**Reading text:**
'''
The Company accounts for income taxes under an asset and liability approach that requires the recognition of deferred tax assets and liabilities for the expected future tax consequences of events that have been recognized in the Company’s financial statements or tax returns.  In estimating future tax consequences, all expected future events other than enactment of changes in the tax laws or rates are considered.

Due to the uncertainty regarding the Company’s profitability, the future tax benefits of its losses have been fully reserved for and no net tax benefit has been recorded in the financial statements.

Assets retirement obligations

The Company has adopted SFAS No 143, Accounting for Assets Retirement Obligations, which requires that the fair value of a liability for an asset retirement obligation be recognized in the period in which it is incurred. SFAS No. 143 requires the Company to record a liability for the present value of the estimated site restoration costs with corresponding increase to the carrying amount of the related long-lived assets. The liability will be accreted and the asset will be depreciated over the life of the related assets. Adjustments for changes resulting from the passage of time and changes to either the timing or amount of the original present value estimate underlying the obligation will be made. As at September 30, 2008 and December 31, 2007, the Company does not have any asset retirement obligations.

Long-lived assets impairment

Long-term assets of the Company are reviewed for impairment whenever events or circumstances indicate that the carrying amount of assets may not be recoverable, pursuant to guidance established in SFAS No. 144, Accounting for the Impairment or Disposal of Long-Lived Assets.

Management considers assets to be impaired if the carrying value exceeds the future projected cash flows from related operations (undiscounted and without interest charges). If impairment is deemed to exist, the assets will be written down to fair value. Fair value is generally determined using a discounted cash flow analysis.



AMAZON GOLDSANDS LTD.
(formerly Finmetal Mining Ltd.)
 (An Exploration Stage Company)
 
NOTES TO THE INTERIM CONSOLIDATED FINANCIAL STATEMENTS
 
SEPTEMBER 30, 2008
(Unaudited – Prepared by Management)

NOTE 2 – SUMMARY OF SIGNIFICANT ACCOUNTING POLICIES (cont’d…)

Accounting for Derivative Instruments and Hedging Activities

The Financial Accounting Standards Board (“FASB”) issued SFAS No. 133 Accounting for Derivative Instruments and Hedging Activities. SFAS No. 133 requires companies to recognize all derivatives contracts as either assets or liabilities in the balance sheet and to measure them at fair value. If certain conditions are met, a derivative may be specifically designated as a hedge, the objective of which is to match the timing of gain or loss recognition on the hedging derivative with the recognition of (i) the changes in the fair value of the hedged asset or liability that are attributable to the hedged risk or (ii) as a hedging instrument, the gain or loss is recognized in income in the period of change.

Historically, the Company has not entered into derivative contracts either to hedge existing risks or for speculative purposes.
'''
**Listed entries:**
'''
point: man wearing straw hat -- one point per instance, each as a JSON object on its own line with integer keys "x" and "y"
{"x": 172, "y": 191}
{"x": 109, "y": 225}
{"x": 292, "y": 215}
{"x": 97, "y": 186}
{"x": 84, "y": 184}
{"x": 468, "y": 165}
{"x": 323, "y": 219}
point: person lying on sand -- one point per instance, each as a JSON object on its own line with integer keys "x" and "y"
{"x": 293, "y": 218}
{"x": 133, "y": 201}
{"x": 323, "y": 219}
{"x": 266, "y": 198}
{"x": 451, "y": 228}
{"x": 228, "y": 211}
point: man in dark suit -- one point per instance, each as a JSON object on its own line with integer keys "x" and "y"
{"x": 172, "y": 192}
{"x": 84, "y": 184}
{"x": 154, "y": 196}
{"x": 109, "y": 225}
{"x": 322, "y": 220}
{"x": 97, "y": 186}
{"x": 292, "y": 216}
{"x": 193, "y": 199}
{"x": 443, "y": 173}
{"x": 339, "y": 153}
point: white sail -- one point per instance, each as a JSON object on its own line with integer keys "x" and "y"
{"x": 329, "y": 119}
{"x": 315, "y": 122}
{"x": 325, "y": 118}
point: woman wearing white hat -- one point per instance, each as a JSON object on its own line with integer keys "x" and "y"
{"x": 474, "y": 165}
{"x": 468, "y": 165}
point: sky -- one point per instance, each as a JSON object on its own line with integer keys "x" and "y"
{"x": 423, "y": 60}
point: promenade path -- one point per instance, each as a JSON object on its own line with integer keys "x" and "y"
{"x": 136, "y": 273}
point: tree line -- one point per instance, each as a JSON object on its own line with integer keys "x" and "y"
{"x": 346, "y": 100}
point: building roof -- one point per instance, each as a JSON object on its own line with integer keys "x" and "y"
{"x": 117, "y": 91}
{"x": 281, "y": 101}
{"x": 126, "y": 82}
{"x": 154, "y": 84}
'''
**Stated exercise 1:** Translate this sentence from the accounting policies notes into Spanish: "Historically, the Company has not entered into derivative contracts either to hedge existing risks or for speculative purposes."
**Stated exercise 2:** Write the next part of the accounting policies notes, picking up after their last sentence.
The rows have no part in what follows.

**Task answer 1:** Históricamente, la Compañía no ha celebrado contratos de derivados ni para cubrir riesgos existentes ni con fines especulativos.

**Task answer 2:**
Use of Estimates

The preparation of financial statements in conformity with U.S. generally accepted accounting principles requires management to make estimates and assumptions that affect the reported amount of assets and liabilities and disclosure of contingent assets and liabilities at the date of the financial statements and the reported amount of revenues and expenses during the period. Actual results may differ from those estimates.

Financial Instruments

The Company’s financial instruments consist of cash, accounts payable and accrued liabilities and advances payable. The carrying value of these financial instruments approximates their fair value based on their liquidity or their short-term nature.

The Company is not exposed to significant interest, credit or currency risk arising from these financial instruments due to their short term nature.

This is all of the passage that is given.